Stated exercise:
Restate all of the data exactly.

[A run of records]
[start]

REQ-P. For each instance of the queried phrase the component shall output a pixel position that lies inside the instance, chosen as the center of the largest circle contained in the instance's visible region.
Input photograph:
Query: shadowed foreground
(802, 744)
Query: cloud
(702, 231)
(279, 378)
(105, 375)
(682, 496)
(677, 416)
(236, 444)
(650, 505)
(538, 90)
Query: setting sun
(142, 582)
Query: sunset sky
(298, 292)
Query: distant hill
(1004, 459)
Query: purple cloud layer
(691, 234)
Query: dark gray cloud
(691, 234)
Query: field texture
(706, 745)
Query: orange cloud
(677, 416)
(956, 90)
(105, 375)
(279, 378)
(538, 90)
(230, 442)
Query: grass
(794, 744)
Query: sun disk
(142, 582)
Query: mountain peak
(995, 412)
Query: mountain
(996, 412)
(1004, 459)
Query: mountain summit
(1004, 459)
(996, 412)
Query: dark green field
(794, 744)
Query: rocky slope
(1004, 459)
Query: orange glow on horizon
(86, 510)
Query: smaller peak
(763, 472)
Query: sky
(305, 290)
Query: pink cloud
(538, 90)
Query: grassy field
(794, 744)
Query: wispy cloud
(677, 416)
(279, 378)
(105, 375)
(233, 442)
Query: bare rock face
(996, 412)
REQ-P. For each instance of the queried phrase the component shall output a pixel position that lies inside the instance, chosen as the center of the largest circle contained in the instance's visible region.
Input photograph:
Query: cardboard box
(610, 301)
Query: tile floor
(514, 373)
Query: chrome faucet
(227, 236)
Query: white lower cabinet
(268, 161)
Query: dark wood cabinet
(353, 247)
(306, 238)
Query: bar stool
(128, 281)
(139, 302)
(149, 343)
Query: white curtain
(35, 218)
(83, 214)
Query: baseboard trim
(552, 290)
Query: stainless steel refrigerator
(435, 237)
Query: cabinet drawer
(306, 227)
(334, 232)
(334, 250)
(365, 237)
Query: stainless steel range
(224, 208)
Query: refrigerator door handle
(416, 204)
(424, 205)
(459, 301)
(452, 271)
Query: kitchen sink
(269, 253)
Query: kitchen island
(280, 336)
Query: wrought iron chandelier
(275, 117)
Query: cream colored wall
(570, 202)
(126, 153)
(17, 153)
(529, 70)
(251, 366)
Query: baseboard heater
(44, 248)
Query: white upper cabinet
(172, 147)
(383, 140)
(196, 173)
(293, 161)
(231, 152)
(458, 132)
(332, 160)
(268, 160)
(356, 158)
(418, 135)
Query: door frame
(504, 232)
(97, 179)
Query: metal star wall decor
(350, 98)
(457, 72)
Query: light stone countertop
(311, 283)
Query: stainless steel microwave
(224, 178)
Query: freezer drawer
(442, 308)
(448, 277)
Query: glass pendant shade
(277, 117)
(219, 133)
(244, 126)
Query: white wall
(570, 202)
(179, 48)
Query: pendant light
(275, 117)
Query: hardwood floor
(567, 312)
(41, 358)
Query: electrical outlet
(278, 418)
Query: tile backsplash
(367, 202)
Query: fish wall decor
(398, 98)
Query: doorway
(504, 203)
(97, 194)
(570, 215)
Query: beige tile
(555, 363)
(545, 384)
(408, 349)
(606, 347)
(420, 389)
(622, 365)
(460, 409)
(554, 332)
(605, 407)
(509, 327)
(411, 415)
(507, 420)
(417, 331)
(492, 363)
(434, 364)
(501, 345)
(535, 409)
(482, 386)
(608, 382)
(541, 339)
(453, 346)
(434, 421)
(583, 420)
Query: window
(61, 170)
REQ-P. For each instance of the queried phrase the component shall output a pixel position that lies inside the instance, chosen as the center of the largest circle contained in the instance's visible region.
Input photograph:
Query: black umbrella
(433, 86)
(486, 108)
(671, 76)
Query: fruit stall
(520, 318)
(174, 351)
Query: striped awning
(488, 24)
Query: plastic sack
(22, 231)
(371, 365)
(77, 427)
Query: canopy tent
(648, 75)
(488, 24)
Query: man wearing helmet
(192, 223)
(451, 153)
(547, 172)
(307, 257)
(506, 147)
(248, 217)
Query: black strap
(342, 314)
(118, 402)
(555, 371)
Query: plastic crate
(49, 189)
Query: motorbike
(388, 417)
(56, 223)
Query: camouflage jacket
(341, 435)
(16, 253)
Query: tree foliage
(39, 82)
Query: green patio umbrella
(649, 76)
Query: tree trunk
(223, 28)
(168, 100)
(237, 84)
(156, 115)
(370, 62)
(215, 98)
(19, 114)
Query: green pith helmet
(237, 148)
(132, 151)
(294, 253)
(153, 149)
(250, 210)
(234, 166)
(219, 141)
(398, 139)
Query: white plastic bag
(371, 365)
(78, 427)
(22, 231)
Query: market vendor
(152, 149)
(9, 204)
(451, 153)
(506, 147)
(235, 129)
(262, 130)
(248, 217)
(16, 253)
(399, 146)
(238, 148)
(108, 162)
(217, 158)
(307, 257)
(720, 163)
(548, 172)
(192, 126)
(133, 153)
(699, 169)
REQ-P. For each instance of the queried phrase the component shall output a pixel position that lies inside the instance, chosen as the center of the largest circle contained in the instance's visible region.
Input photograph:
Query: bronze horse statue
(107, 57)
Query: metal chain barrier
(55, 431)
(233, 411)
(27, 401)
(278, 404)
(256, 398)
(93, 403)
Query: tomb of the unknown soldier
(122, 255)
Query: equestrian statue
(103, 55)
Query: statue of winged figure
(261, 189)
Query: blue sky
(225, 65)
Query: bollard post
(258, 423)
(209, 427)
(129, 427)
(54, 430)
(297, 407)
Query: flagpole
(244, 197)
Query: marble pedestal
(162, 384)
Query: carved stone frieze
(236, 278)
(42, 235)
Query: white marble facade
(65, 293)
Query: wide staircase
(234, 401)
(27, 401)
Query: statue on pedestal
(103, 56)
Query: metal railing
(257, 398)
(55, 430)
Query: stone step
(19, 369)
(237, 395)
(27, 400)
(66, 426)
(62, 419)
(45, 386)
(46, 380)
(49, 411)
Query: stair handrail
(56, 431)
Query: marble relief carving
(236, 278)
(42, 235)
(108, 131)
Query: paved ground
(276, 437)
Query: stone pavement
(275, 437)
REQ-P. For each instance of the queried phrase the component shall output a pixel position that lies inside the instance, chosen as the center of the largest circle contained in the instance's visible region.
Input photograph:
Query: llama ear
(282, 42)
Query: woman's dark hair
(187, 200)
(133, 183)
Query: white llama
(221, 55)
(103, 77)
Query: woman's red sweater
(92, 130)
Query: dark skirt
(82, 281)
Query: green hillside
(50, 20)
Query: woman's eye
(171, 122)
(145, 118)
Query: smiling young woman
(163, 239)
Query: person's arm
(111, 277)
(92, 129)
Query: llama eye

[end]

Answer to the exercise:
REQ-P. For each instance of the queried phrase the component shall output a pixel position that lies inside the instance, chosen as the center of the largest circle contained in the instance's visible region.
Input photograph:
Query: shadowed foreground
(802, 744)
Query: cloud
(702, 231)
(279, 378)
(105, 375)
(682, 496)
(677, 416)
(236, 444)
(650, 505)
(538, 90)
Query: setting sun
(142, 582)
Query: sunset sky
(298, 292)
Query: distant hill
(1004, 459)
Query: purple cloud layer
(691, 234)
Query: dark gray cloud
(691, 234)
Query: field texture
(706, 745)
Query: orange cloud
(677, 416)
(956, 90)
(105, 375)
(279, 378)
(538, 90)
(230, 442)
Query: grass
(794, 744)
Query: sun disk
(142, 582)
Query: mountain peak
(995, 412)
Query: mountain
(996, 412)
(1004, 459)
Query: mountain summit
(1004, 459)
(996, 412)
Query: dark green field
(794, 744)
Query: rocky slope
(1004, 459)
Query: orange glow on horizon
(86, 510)
Query: smaller peak
(763, 472)
Query: sky
(305, 290)
Query: pink cloud
(538, 90)
Query: grassy field
(794, 744)
Query: wispy cloud
(677, 416)
(279, 378)
(105, 375)
(233, 442)
Query: bare rock face
(996, 412)
REQ-P. For each instance of the queried phrase the component shall output a pixel position that lies inside the instance, chosen as the center of the largest circle contained in the instance's visible region.
Input photograph:
Query: cardboard box
(610, 301)
Query: tile floor
(514, 373)
Query: chrome faucet
(227, 236)
Query: white lower cabinet
(268, 161)
Query: dark wood cabinet
(353, 247)
(306, 238)
Query: bar stool
(128, 281)
(139, 302)
(149, 343)
Query: white curtain
(35, 218)
(83, 214)
Query: baseboard trim
(552, 290)
Query: stainless steel refrigerator
(435, 237)
Query: cabinet drawer
(306, 227)
(334, 232)
(334, 250)
(365, 237)
Query: stainless steel range
(224, 208)
Query: refrigerator door handle
(416, 204)
(424, 205)
(459, 301)
(452, 271)
Query: kitchen sink
(269, 253)
Query: kitchen island
(280, 336)
Query: wrought iron chandelier
(275, 117)
Query: cream colored wall
(570, 202)
(126, 153)
(17, 153)
(529, 70)
(251, 366)
Query: baseboard heater
(44, 248)
Query: white upper cabinet
(172, 147)
(383, 140)
(196, 173)
(293, 161)
(231, 152)
(458, 132)
(332, 160)
(268, 160)
(356, 158)
(418, 135)
Query: door frame
(504, 232)
(97, 179)
Query: metal star wall decor
(350, 98)
(457, 72)
Query: light stone countertop
(311, 283)
Query: stainless steel microwave
(224, 178)
Query: freezer drawer
(442, 308)
(448, 277)
Query: glass pendant shade
(277, 117)
(219, 133)
(244, 126)
Query: white wall
(570, 202)
(179, 48)
Query: pendant light
(275, 117)
Query: hardwood floor
(567, 312)
(41, 358)
Query: electrical outlet
(278, 418)
Query: tile backsplash
(367, 202)
Query: fish wall decor
(398, 98)
Query: doorway
(504, 203)
(97, 194)
(570, 215)
Query: beige tile
(555, 363)
(545, 384)
(408, 349)
(606, 347)
(420, 389)
(622, 365)
(460, 409)
(554, 332)
(605, 407)
(509, 327)
(411, 415)
(507, 420)
(417, 331)
(492, 363)
(434, 364)
(501, 345)
(535, 409)
(482, 386)
(608, 382)
(541, 339)
(453, 346)
(434, 421)
(583, 420)
Query: window
(61, 170)
REQ-P. For each instance of the queried phrase the component shall output a pixel position that lies inside the instance, chosen as the center of the largest circle contained in the instance's visible region.
Input photograph:
Query: black umbrella
(433, 86)
(486, 108)
(671, 76)
Query: fruit stall
(520, 318)
(174, 351)
Query: striped awning
(488, 24)
Query: plastic sack
(22, 231)
(371, 365)
(77, 427)
Query: canopy tent
(648, 75)
(488, 24)
Query: man wearing helmet
(192, 223)
(451, 153)
(547, 172)
(307, 257)
(506, 147)
(248, 217)
Query: black strap
(342, 314)
(118, 402)
(555, 371)
Query: plastic crate
(49, 189)
Query: motorbike
(388, 417)
(56, 223)
Query: camouflage jacket
(341, 435)
(16, 253)
Query: tree foliage
(39, 82)
Query: green patio umbrella
(649, 76)
Query: tree trunk
(223, 28)
(168, 100)
(237, 84)
(156, 115)
(370, 62)
(215, 98)
(19, 114)
Query: green pith helmet
(237, 148)
(132, 151)
(294, 253)
(153, 149)
(250, 210)
(234, 166)
(219, 141)
(398, 139)
Query: white plastic bag
(371, 365)
(78, 427)
(22, 231)
Query: market vendor
(152, 149)
(9, 204)
(451, 153)
(506, 147)
(235, 129)
(262, 130)
(248, 217)
(16, 253)
(399, 146)
(238, 148)
(108, 162)
(217, 158)
(307, 257)
(720, 163)
(548, 172)
(192, 126)
(133, 153)
(699, 169)
REQ-P. For each instance of the queried phrase the component shall output a pixel position that lies inside the instance, chosen as the center of the largest circle contained in the instance's visible region.
Input photograph:
Query: bronze horse statue
(107, 57)
Query: metal chain barrier
(55, 431)
(233, 411)
(27, 401)
(278, 404)
(256, 398)
(93, 403)
Query: tomb of the unknown soldier
(122, 255)
Query: equestrian statue
(103, 55)
Query: statue of winged figure
(261, 189)
Query: blue sky
(225, 65)
Query: bollard post
(258, 423)
(209, 427)
(129, 427)
(54, 430)
(297, 407)
Query: flagpole
(244, 197)
Query: marble pedestal
(162, 384)
Query: carved stone frieze
(236, 278)
(42, 235)
Query: white marble facade
(65, 293)
Query: wide staircase
(234, 401)
(27, 401)
Query: statue on pedestal
(103, 56)
Query: metal railing
(257, 398)
(55, 430)
Query: stone step
(19, 369)
(237, 395)
(27, 400)
(66, 426)
(62, 419)
(45, 386)
(46, 380)
(49, 411)
Query: stair handrail
(56, 431)
Query: marble relief carving
(236, 278)
(42, 235)
(108, 131)
Query: paved ground
(276, 437)
Query: stone pavement
(275, 437)
REQ-P. For each instance of the queried phrase the component shall output a pixel position that lies inside the instance, chosen as the center of the largest circle contained in the instance's visible region.
Input photograph:
Query: llama ear
(282, 42)
Query: woman's dark hair
(187, 200)
(133, 183)
Query: white llama
(221, 55)
(103, 77)
Query: woman's red sweater
(92, 130)
Query: dark skirt
(82, 281)
Query: green hillside
(50, 20)
Query: woman's eye
(171, 122)
(145, 118)
Query: smiling young woman
(163, 239)
Query: person's arm
(111, 277)
(92, 129)
Query: llama eye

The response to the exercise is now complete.